Excerpt provided:
%%
Larrabee v. Bell

Decision Date04 January 1926
Docket NumberNo. 4270.,4270.
Citation56 App. DC 121,10 F.2d 986
PartiesLARRABEE et al. v. BELL et al.
CourtU.S. Court of Appeals — District of Columbia Circuit

C. E. Emig, Arthur Hellen, R. R. Perry, and Chauncey Hackett, all of Washington, D. C., for appellants.

F. H. Stephens, J. C. Wilkes, R. G. Donaldson, Hayden Johnson, C. L. Frailey, and V. E. West, all of Washington, D. C., for appellees.

Before MARTIN, Chief Justice, and ROBB and VAN ORSDEL, Associate Justices.

VAN ORSDEL, Associate Justice.

This case involves the orders of the zoning commission of the District of Columbia, fixing the height of an apartment house, to be erected at the corner of Massachusetts avenue and Twenty-First street, in the city of Washington.

On August 30, 1920, the zoning commission made an order placing the land in square 67, the property here in question, fronting on Massachusetts avenue, in the 85-foot height district, thus limiting the height of buildings to be erected on said land to not exceeding 85 feet in height. By the same order the land in the same square, fronting on Twenty-First street, was placed in the 55-foot height district.

On September 9, 1922, one J. M. Donn, an architect, having in charge the designing of the apartment house in question, made application to the zoning commission to extend the 85-foot height district to embrace the lots facing on Twenty-First street, in order that the land required for the apartment should all be brought within the 85-foot zone. Pursuant to Donn's request, public notice was given that a "public hearing would be held at the board room of the District Building, at 10 a. m., October 19, 1922, for the purpose of considering" the proposed changes. A hearing was had, and no one appeared in opposition to the proposed change. Accordingly, on the following day, the zoning commission authorized the change to be made.
%%
Raw data:
%%
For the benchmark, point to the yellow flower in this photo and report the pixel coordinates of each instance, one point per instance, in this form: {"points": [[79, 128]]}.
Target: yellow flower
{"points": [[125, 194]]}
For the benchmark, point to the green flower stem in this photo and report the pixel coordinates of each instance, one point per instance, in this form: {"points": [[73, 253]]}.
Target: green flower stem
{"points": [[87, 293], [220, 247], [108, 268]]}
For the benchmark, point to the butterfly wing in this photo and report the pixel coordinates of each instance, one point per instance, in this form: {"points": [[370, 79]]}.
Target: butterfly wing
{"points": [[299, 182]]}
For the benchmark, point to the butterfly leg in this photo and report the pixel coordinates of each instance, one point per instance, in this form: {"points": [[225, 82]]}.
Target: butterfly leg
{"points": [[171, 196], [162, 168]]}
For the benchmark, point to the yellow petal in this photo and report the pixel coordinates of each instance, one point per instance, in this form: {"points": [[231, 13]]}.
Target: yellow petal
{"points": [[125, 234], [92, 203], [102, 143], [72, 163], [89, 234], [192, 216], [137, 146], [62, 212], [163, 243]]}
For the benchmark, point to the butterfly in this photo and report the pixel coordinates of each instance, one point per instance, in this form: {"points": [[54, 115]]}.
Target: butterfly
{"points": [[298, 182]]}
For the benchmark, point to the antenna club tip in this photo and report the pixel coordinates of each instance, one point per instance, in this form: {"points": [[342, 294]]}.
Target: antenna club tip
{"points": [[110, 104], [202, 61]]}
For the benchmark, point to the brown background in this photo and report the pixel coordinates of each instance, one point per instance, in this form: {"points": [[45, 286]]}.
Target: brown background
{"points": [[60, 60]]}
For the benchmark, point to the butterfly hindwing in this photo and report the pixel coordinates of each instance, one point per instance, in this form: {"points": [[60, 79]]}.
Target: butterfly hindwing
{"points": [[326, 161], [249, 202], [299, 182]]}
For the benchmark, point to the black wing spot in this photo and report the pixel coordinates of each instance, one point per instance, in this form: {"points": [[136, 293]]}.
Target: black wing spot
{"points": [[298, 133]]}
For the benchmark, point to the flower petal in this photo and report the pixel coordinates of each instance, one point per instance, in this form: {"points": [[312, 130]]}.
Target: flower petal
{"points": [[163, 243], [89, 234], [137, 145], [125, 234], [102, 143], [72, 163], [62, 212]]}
%%
Stated goal 1:
In the court opinion, what height limit did the zoning commission's order of August 30, 1920, set for the square 67 land fronting on Twenty-First street?
Stated goal 2:
Carry on the court opinion on the zoning dispute, starting right after its last sentence.

Exercise result 1:
That land was placed in the 55-foot height district.

Exercise result 2:
A further order, after public notice and hearing, was made on November 22, 1923, amending the zoning regulations to increase the 55-foot height district to 60 feet, and the 85-foot district to 90 feet. This, of course, operated to raise the permissible height of the building here in question to 90 feet. Subsequently, on February 20, 1924, the owners of property in the vicinity of Twenty-First street and Massachusetts avenue petitioned the zoning commission to rezone Massachusetts avenue, between Dupont Circle and Sheridan Circle, and place it in the 60-foot district. After public hearing, the petition, on March 21, 1924, was granted. On March 4, 1924, prior to the order rezoning this district, the appellee, defendant below, 2100 Massachusetts Avenue, Incorporated, made application to the inspector of buildings, for a permit to erect the building here in question, and on March 10th it made application to the engineer department of the District for a permit to excavate for the proposed building. Plans were filed in the office of the inspector of buildings on March 15, 1924. A permit was duly issued to defendant corporation on March 22, 1924.

The present action was brought to restrain the defendant corporation from erecting said apartment house to a height in excess of 55 feet. From a decree denying the injunction, except as to a small portion of the land, not here in controversy, this appeal was taken.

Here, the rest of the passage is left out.